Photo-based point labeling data
%%
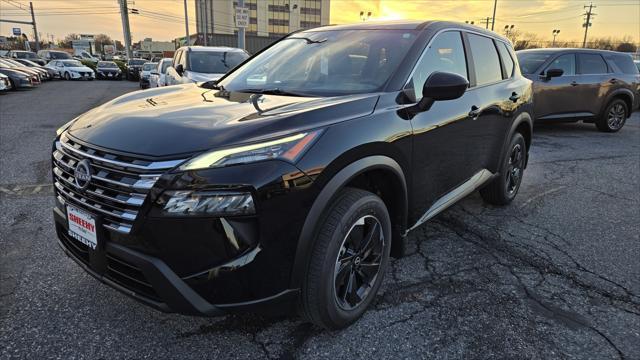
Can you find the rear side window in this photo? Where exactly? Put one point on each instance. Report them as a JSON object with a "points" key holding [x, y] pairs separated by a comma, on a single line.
{"points": [[623, 63], [566, 62], [507, 60], [591, 64], [485, 59], [446, 53]]}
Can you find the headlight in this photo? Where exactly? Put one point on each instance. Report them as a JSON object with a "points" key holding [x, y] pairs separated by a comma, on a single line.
{"points": [[209, 203], [289, 148]]}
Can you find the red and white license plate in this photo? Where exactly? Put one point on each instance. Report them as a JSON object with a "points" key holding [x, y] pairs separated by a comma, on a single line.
{"points": [[82, 227]]}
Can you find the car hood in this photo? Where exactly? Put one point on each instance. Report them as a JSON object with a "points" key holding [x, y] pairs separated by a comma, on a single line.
{"points": [[201, 77], [186, 119]]}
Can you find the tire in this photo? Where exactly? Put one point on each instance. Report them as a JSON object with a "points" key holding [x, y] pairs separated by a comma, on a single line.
{"points": [[504, 188], [613, 117], [325, 300]]}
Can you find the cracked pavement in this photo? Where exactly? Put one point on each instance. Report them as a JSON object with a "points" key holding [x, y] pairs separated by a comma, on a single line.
{"points": [[554, 275]]}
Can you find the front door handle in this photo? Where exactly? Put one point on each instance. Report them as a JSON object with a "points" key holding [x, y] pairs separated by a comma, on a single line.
{"points": [[474, 113]]}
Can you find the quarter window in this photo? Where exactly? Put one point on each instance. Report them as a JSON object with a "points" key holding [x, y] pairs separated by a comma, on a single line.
{"points": [[566, 62], [446, 53], [485, 59], [591, 64], [507, 60]]}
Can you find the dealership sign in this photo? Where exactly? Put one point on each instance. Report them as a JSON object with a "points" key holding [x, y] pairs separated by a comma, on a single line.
{"points": [[242, 17]]}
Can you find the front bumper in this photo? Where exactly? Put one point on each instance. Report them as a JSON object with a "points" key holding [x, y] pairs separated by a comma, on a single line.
{"points": [[151, 281]]}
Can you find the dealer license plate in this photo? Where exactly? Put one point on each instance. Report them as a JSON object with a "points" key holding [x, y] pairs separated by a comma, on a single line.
{"points": [[82, 227]]}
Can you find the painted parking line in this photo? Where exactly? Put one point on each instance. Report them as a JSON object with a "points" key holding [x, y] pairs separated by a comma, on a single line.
{"points": [[26, 189]]}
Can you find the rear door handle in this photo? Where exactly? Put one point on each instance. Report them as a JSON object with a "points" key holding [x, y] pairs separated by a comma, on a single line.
{"points": [[474, 113]]}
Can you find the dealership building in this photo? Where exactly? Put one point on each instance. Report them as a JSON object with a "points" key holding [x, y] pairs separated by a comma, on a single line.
{"points": [[268, 20]]}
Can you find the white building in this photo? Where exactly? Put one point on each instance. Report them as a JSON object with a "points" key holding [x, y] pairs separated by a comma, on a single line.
{"points": [[267, 18]]}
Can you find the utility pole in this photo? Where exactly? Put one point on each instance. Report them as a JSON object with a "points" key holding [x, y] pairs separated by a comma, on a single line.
{"points": [[186, 22], [124, 13], [493, 19], [587, 23], [241, 29], [35, 29]]}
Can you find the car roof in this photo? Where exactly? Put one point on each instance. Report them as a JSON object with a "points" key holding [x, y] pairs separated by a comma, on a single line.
{"points": [[211, 48], [421, 25]]}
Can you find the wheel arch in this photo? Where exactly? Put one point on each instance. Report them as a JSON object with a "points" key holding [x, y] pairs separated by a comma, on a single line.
{"points": [[355, 174]]}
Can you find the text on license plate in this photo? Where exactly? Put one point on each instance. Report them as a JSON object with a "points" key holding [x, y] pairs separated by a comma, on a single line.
{"points": [[82, 227]]}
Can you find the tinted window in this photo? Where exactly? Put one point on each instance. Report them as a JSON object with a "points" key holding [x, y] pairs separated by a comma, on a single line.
{"points": [[591, 64], [325, 63], [530, 62], [507, 60], [485, 59], [566, 62], [624, 63], [446, 53]]}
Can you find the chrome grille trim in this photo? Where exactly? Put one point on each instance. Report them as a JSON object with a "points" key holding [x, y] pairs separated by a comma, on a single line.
%%
◆ THE EXERCISE
Leaving aside the images, write out the entries above word for word.

◆ CORRECT RESULT
Can you find the rear side window in this photo? Where exactly? Put one point on each instance. Report them as a JSON object with a "points" key holding [x, y] pairs separated by a comma, on a single line.
{"points": [[623, 63], [566, 62], [507, 60], [591, 64], [485, 59], [446, 53]]}
Can you find the headlight in this photo? Where exactly? Put one point on each instance. Report them as a JSON object with a "points" key holding [x, y] pairs separated by a comma, on a single line.
{"points": [[209, 203], [289, 148]]}
Can you find the red and white license plate in this photo? Where exactly? Put one point on each instance. Report them as a JSON object with a "points" key holding [x, y] pairs separated by a comma, on a single line.
{"points": [[82, 227]]}
Can you find the car hood in this photo? Where exactly? Put one point on each instance. Report them as a JSON object with a "points" key holding [x, y] pairs separated by a comma, on a single line.
{"points": [[201, 77], [186, 119]]}
Can you find the tire in this photo? Where exactly? Put one point on each instance. Report them as a JSON object with a "points" key holding [x, y] pairs separated by a comma, on a single line.
{"points": [[504, 188], [613, 117], [325, 300]]}
Can you find the cracked pavement in this photo? Where exactly? Put one point on each instance. Report them as a JSON object with a "points" key holding [x, y] pairs separated by a comma, on a single line.
{"points": [[554, 275]]}
Can you find the front door handle in this photo? Where exactly? Put one point on each instance. Report them as a JSON object with a "points" key holding [x, y] pairs separated by a comma, on a single line.
{"points": [[474, 113]]}
Can you find the quarter window in this photo? Where exactly? Put one point on each instance. Report them as a JSON object with a "points" key holding [x, y] pairs separated by a comma, on a single line.
{"points": [[566, 62], [446, 53], [485, 59], [591, 64], [507, 60]]}
Can you find the dealership sign in this photo? Where exactly? Put one point on each instance. Report them as a JSON object with a "points" key holding [x, y] pairs separated by a comma, on a single line.
{"points": [[242, 17]]}
Can you find the front bumper in this photo? Where exactly? Put one point on each instance. Report them as a JSON object with a "points" key holding [x, y] pairs separated by a comma, on a single line.
{"points": [[151, 281]]}
Can you find the dealer license plate in this photo? Where exactly? Put one point on each instance. Report them as a JSON object with a "points" key holding [x, y] pairs separated by a comma, on a single line.
{"points": [[82, 227]]}
Can you find the painted parking line in this photo? Where exactly? Put one point on each instance. Report them as a JSON object with a "points" key holding [x, y] pairs separated by a comma, on a single line.
{"points": [[26, 189]]}
Can you find the rear door handle in this photo? Where exactly? Put one point on each instance. Report them as a JSON object with a "points" key holding [x, y] pairs separated by a comma, on a single line.
{"points": [[474, 113]]}
Can you find the dealership building in this photo? Where exactly? Put one point on each instance. Report them as a JSON object with a "points" key holding [x, y] pairs separated by a comma, on a single line.
{"points": [[268, 20]]}
Can you find the white building in this photo? Where exactly? Put one point on each instance. Report them as a JSON object with a "points" key holding [x, y] pairs separated by a comma, on a single line.
{"points": [[267, 18]]}
Can you find the utility pole in this photo? Where exactly? Put one point on each instance. Report them as a JSON object with a "points" key holding [x, y] pairs separated by a comma, on a single line.
{"points": [[186, 22], [124, 13], [493, 19], [587, 23], [241, 29], [35, 29]]}
Can you find the car roof in this photo? Where exactly? Put one point on each instance. Report them as a JSON object with a "points" key holding [x, y] pairs separated by a comma, on a single line.
{"points": [[211, 48], [421, 25]]}
Can you find the wheel arch in this photo? Where exactly? Put one point on each instance. Report them as a JSON object with a "points" key holding [x, y] pairs separated by a comma, on a single line.
{"points": [[355, 174]]}
Can you find the text on license plate in this photo? Where exactly? Put one point on each instance. Report them as a JSON object with a "points" key holding [x, y] pairs separated by a comma, on a single line.
{"points": [[82, 227]]}
Can you find the tinted window in this photo? Where exactly? Put one point on each instance. Report them as a JSON object with a "points" key holding [x, y] pairs separated by a comma, on a single line.
{"points": [[591, 64], [325, 63], [530, 62], [507, 60], [485, 59], [566, 62], [624, 63], [446, 53]]}
Can you find the chrome grille trim in this photo? Where exactly? Put one point on each instance. Report them as a JSON object with a "points" key holding [x, y] pairs separated by a comma, on a single line.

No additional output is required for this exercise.